Material to process START

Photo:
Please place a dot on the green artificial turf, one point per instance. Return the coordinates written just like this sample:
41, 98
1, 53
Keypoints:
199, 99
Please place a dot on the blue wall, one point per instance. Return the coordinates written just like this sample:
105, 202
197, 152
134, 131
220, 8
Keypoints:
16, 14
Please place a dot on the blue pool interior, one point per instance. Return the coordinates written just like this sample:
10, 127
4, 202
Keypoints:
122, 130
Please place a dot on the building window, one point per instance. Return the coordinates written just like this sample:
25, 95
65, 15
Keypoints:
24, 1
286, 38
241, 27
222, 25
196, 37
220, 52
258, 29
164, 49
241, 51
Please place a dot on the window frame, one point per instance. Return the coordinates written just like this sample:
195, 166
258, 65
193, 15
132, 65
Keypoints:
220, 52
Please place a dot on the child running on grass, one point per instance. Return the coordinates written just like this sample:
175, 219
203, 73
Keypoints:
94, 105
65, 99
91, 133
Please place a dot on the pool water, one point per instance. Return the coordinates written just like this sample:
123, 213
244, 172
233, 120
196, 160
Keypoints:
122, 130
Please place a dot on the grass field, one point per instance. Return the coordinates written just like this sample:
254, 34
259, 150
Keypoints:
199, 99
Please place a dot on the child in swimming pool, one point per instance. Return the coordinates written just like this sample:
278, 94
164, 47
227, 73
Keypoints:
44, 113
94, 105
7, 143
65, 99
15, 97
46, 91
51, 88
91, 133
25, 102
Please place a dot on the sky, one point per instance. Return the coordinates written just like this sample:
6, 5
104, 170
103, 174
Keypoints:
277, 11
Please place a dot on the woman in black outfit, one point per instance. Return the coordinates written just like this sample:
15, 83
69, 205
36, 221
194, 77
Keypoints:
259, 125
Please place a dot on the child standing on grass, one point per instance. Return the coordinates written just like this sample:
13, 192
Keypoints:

Material to process END

Say each line again exactly as it appears above.

* Exercise response
Photo:
Please place a dot on the green artificial turf, one point per instance. Return the coordinates written just like this sample:
41, 98
1, 53
Keypoints:
199, 99
Please place a dot on the blue wall, one point per instance. Return the coordinates written just like this sample:
105, 202
197, 152
134, 131
220, 8
Keypoints:
16, 14
Please place a dot on the blue pool interior, one point per instance. Return the coordinates written just like this sample:
10, 127
4, 202
Keypoints:
122, 130
Please place a dot on the building window, one point per instance. Return the coordinates written just like this sample:
25, 95
65, 15
Keypoints:
24, 1
286, 38
241, 27
222, 25
196, 37
220, 52
258, 29
164, 49
241, 51
Please place a dot on the window frame, one point per instance. Return the coordinates written just like this sample:
195, 166
258, 65
193, 15
132, 65
Keypoints:
220, 52
Please place a dot on the child running on grass, one point per instance. Return the coordinates written just like this sample:
175, 219
203, 73
Keypoints:
94, 105
65, 99
91, 133
Please place a dot on the pool water, one point per instance. Return the coordinates written just like this sample:
123, 213
244, 172
233, 120
196, 160
Keypoints:
122, 130
Please place a dot on the grass field, one point per instance. Return the coordinates written just like this sample:
254, 34
259, 150
Keypoints:
199, 99
Please place a dot on the child in swimming pool, one point per instance. Return the coordinates written just like this sample:
278, 94
164, 47
227, 73
Keypoints:
44, 113
94, 105
7, 143
65, 99
15, 97
46, 91
51, 88
91, 133
25, 102
Please place a dot on the sky, one point per instance. Return the coordinates written just like this sample:
6, 5
104, 170
103, 174
Keypoints:
277, 11
Please place a dot on the woman in black outfit, one point per instance. Return the coordinates written just like this sample:
15, 83
69, 205
36, 221
194, 77
Keypoints:
259, 125
Please place a dot on the child standing on grass, one point per instance. Return the coordinates written just like this sample:
13, 192
Keypoints:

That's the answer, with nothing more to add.